• _Acción requerida_:
Enumera todos los personajes, ya sean personas, divinidades o figuras legendarias, que el extracto proporcionado menciona con nombre propio.

• _Extracto proporcionado_:
○ ○ ○
He tomado mi bolita de cristal, la he friccionado y me he concentrado invocando a Conjetura, diosa peligrosa cuando no piensa lo que dice y mucho más cuando lo piensa y he preguntado cuál es el pronóstico sobre las elecciones del 25 de mayo en Colombia. Como todos ustedes saben, estas bolas toman su tiempo antes de entrar en actividad y ebullición, como los volcanes, y hay que esperar a que se decante el revoltijo que centrifugan en su interior para poder interpretarlas, es decir, para conjeturar una respuesta. Al principio creí que a la mía se le habían quemado la resistencia y los chips pero pronto caí en la cuenta de que la tecnología aún no ha llegado a las artes e instrumentos adivinatorios, por lo que el torbellino de humo negro, que era tempestad, sólo podía leerse como el presagio de negros nubarrones.
En efecto, una vez pasaron las primeras turbulencias y hasta el final de la sesión, la bolita dijo poco pero lo que dijo fue tan sorprendente que yo llegué a pensar que, si no se había quemado, quizás había enloquecido. Voy a ser fiel a sus imágenes aun corriendo el riesgo de que me esté jugando, cual Merlín, mi futuro de agorero.
La primera escena que pude ver con cierta nitidez mostraba al actual presidente Juan Manuel Santos y a su antecesor, Álvaro Uribe, tomados de las manos y girando y cantando felices, como en aquellos juegos de las rondas infantiles. Me pareció que lo hacían sobre cadáveres, pero esto no lo puedo asegurar porque estaban cubiertos por un manto de impunidad, que en este país es el manto sagrado de la patria. De lo que sí doy fe es de que, a falta de audio, se leía claramente en sus labios el inconfundible estribillo, “… que llueva, que llueva, Colombia está en la cueva, ¿a cuál nos tocará?”.
○ ○ ○
• _Material proporcionado_:
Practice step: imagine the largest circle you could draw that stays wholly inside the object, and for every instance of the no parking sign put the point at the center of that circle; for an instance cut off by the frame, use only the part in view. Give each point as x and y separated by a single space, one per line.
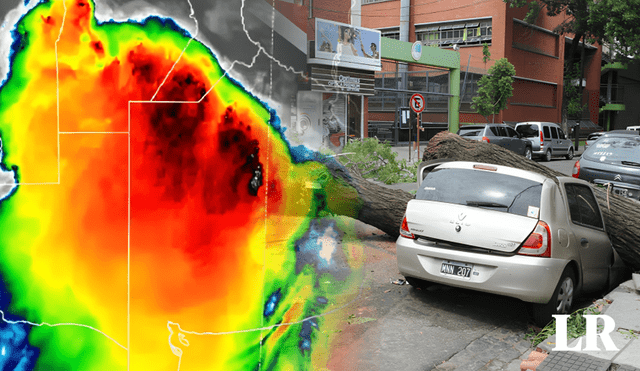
417 103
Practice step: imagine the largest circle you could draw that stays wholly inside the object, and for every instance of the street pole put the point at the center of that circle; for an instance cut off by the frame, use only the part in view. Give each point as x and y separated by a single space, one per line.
418 119
410 134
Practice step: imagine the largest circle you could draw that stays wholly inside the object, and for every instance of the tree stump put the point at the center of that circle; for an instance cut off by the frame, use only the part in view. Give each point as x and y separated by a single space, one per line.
384 208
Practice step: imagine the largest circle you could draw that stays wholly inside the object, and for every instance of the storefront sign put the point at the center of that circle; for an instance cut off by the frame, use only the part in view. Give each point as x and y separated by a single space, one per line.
340 80
338 42
346 83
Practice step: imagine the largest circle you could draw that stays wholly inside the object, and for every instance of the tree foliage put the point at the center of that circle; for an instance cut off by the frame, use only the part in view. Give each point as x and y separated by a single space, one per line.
494 89
572 91
374 159
618 23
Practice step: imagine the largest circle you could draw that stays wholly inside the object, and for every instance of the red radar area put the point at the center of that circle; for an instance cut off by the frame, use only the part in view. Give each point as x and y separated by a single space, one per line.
417 103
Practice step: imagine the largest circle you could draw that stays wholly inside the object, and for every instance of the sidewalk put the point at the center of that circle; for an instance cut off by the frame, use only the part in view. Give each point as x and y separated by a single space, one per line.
622 305
625 311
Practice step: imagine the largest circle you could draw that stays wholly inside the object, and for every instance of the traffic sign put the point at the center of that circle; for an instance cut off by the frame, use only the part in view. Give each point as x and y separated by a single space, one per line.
417 103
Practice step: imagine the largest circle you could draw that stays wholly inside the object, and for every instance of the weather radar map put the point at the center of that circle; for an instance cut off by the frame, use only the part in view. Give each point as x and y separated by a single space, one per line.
156 211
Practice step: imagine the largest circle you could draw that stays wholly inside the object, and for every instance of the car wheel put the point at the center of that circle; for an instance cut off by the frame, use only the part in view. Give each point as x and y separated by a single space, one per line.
418 283
560 302
569 155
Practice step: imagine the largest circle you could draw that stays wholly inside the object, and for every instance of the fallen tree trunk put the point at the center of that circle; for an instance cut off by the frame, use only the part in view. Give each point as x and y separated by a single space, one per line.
378 206
384 208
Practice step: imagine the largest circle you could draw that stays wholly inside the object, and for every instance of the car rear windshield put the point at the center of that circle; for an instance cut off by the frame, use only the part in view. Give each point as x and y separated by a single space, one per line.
528 131
481 188
614 149
470 132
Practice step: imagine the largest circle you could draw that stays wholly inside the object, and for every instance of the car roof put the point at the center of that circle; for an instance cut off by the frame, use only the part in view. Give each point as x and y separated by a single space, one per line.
536 122
526 174
622 132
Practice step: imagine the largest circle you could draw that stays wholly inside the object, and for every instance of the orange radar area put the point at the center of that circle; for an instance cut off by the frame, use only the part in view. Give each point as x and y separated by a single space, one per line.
161 220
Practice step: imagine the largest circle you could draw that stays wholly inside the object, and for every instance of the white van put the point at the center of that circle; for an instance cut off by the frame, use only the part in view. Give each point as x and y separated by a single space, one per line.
○ ○ ○
• _Respuesta al ejercicio_:
Conjetura
Juan Manuel Santos
Álvaro Uribe
Merlín